Task details |
Repeat the lines below exactly as they appear, but leave out the images.

★ ★ ★ ★ ★ ★ ★

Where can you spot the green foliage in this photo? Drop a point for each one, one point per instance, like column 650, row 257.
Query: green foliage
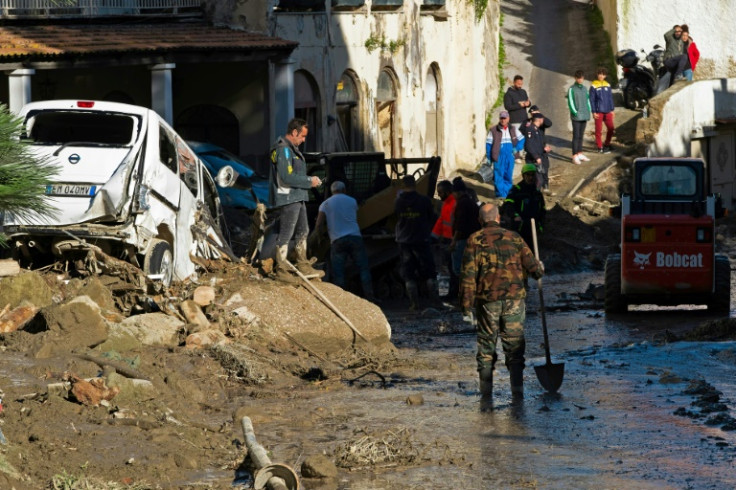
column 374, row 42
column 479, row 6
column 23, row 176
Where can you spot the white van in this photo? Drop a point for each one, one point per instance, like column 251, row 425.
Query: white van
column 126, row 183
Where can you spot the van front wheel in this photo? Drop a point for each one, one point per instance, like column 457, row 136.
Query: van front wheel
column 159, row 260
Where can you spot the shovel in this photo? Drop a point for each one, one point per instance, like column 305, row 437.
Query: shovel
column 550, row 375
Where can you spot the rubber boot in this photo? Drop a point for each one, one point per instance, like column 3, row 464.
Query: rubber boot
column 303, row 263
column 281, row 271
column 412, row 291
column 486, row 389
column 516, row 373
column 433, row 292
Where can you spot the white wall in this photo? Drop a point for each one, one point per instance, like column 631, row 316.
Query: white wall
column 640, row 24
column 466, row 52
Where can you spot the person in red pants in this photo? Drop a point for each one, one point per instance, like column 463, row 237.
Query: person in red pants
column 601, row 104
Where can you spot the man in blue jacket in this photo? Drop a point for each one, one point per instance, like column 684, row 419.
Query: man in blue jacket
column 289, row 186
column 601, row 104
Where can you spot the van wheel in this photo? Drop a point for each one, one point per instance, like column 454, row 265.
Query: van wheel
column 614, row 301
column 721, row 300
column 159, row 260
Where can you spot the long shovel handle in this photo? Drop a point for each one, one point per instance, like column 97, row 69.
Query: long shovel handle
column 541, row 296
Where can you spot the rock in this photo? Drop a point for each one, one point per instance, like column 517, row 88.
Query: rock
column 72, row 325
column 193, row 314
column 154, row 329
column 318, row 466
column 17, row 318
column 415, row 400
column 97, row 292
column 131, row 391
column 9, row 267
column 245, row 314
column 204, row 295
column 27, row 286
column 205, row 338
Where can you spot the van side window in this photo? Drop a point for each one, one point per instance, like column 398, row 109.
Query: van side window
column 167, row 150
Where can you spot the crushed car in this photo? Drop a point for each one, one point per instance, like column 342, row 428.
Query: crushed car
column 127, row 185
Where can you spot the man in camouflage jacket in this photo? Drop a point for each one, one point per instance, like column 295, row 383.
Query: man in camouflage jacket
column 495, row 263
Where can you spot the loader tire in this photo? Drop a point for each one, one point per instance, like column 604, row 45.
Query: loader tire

★ ★ ★ ★ ★ ★ ★

Task solution |
Where can you spot the green foliage in this photo? Drop a point for each one, one point per instance, like column 650, row 257.
Query: green foliage
column 374, row 42
column 479, row 6
column 23, row 176
Where can you spot the white van in this photo? Drop a point for each one, one point per instance, like column 251, row 425.
Query: white van
column 126, row 183
Where can you spot the van front wheel in this photo? Drop a point for each one, one point per instance, like column 457, row 136.
Query: van front wheel
column 159, row 260
Where can you spot the shovel in this photo? Drop a point for each one, one point per instance, like column 305, row 437.
Query: shovel
column 550, row 375
Where can you spot the rubber boot in this photo? Drop a point for each one, one point per instance, like column 3, row 464.
Query: rubber boot
column 303, row 263
column 281, row 271
column 412, row 291
column 486, row 389
column 516, row 373
column 433, row 292
Where can you spot the white wall in this photo? Drop a point for each one, one point per instance, like column 631, row 316.
Query: white wall
column 640, row 24
column 466, row 52
Where can you spot the person in red pants in this photo? Drop a point for each one, one point per instance, like column 463, row 237.
Query: person in red pants
column 601, row 104
Where can you spot the man in blue jacket in this photo? Drop a point for each one, one point per instance, like column 684, row 419.
Query: man in blue jacket
column 289, row 186
column 601, row 104
Where can you spot the van wheel in this photo? Drop a point for each one, one point per instance, like column 454, row 265.
Query: van wheel
column 614, row 301
column 721, row 300
column 159, row 260
Where can you spot the long shovel handle in this photo? Drop a point for each one, one point per instance, like column 97, row 69.
Query: long shovel handle
column 541, row 296
Where can you spot the rock in this photo? Drop a point for each one, one point per instance, like column 517, row 88.
Query: rock
column 72, row 325
column 193, row 314
column 154, row 329
column 318, row 466
column 17, row 318
column 415, row 400
column 97, row 292
column 131, row 391
column 9, row 267
column 245, row 314
column 204, row 295
column 27, row 286
column 205, row 338
Where can you spot the van side window in this photo? Drop a point for each one, one point per instance, like column 398, row 109.
Query: van side window
column 167, row 150
Where can you spot the crushed car in this photo? Drop a point for each one, one point per instance, like column 342, row 428.
Query: crushed car
column 127, row 185
Where can you spot the man in camouflage jacket in this photo? Drop a point for each one, one point per instance, like column 295, row 383.
Query: man in camouflage jacket
column 495, row 263
Where can you spot the loader tire in this photo? Drop a point for each one, one point per instance, like column 604, row 45.
Query: loader tire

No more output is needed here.